Text shown —
▬▬▬

Skip to content

HowardLiYH/RISP

Repository files navigation

🐻‍❄️ RISP: When the Regime Returns

Regime-Invariant Specialist Pools — Retention and Invariance in Decision-Focused Strategy Pools for Non-Stationary Markets

The reward-chaser trashes the crisis playbook during calm markets; the RISP specialist sleeps on it — and when the regime returns, one panics and one performs.



Python 3.9+ License: MIT Numbers: traced to JSON Honesty: 3 nulls shipped

The crisis specialist should idle through calm markets — and still be right about the next crisis, not the last one.

PapersCore IdeaKey ResultsHonest NullsQuick StartExperimentsCitation


📖 Abstract

RISP (Regime-Invariant Specialist Pools) is a strategy-pool architecture for decision-focused (predict-then-optimize) learning under regime-switching non-stationarity. Its claim: financial non-stationarity is two-layered, and the layers are owned by different design knobs.

  • (N1) Regimes switch and recur with long, irregular dormancy. Any allocator that assigns capacity by chasing current reward — trailing-Sharpe capital weights, a learned MoE gate — starves and overwrites the dormant-regime specialist, because a dormant regime emits no reward to protect itself with. The fix is an allocation property: a reward-independent, covering regime→specialist assignment, which RISP reaches emergently via batched winner-take-all competition (the GAUSE mechanism, ported to decision regret) and then pins.
  • (N2) Each recurrence differs (2008 ≠ 2020 ≠ 2022). A retained specialist trained by ERM still fails out-of-distribution on the next episode of its own regime — retention preserves the overfitting too. The fix is an objective property: train each niche on Var_e[ℓ_e] + β·E_e[ℓ_e] across the regime's historical episodes (an Inv-PnCO-style invariance penalty on an SPO+ decision-regret surrogate).

We prove a post-reactivation regret bound that splits into a forgetting deficit (zero for any reward-independent covering assignment; → full relearning cost for any reward-chasing one, at an explicit eviction rate) plus an invariance gap (controlled by the episode-variance penalty, with a one-step Pinsker bridge from divergence-style guarantees to regret) — and we confirm the predicted 2×2 dissociation experimentally, including its sharpest falsifiable signature: the invariance objective is inert inside a reward-driven allocator (p=0.88), because no loss function can help a head that was evicted during dormancy.

Compete -> Pin -> Retain + Generalize

🎯 The Core Idea in 90 Seconds

A multi-strategy fund keeps playbooks for conditions that are mostly absent. The allocation question — who gets capital and recalibration today, and who keeps a playbook whose regime is dormant? — has a standard answer (route by recent reward) with a structural flaw: the regime most needing protection is the one emitting no reward. When the regime returns, the reward-chaser relearns during the crisis — the exact window where decisions are most expensive.

RISP's two moves:

  1. Retention by identity, not P&L. Specialists win regimes through competition; once converged, the assignment is pinned and stops responding to reward. The crisis specialist idles through calm markets with its heads and episode library structurally untouchable.

▬▬▬

Task to carry out — Reproduce the passage of the RISP page between "Python 3.9+ License: MIT" and "different design knobs.", inclusive. The listing that comes next has no connection to the RISP page.

Material —
▬▬▬

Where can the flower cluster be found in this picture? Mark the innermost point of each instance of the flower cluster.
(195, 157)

▬▬▬

Correct output —
Python 3.9+ License: MIT Numbers: traced to JSON Honesty: 3 nulls shipped

The crisis specialist should idle through calm markets — and still be right about the next crisis, not the last one.

PapersCore IdeaKey ResultsHonest NullsQuick StartExperimentsCitation


📖 Abstract

RISP (Regime-Invariant Specialist Pools) is a strategy-pool architecture for decision-focused (predict-then-optimize) learning under regime-switching non-stationarity. Its claim: financial non-stationarity is two-layered, and the layers are owned by different design knobs.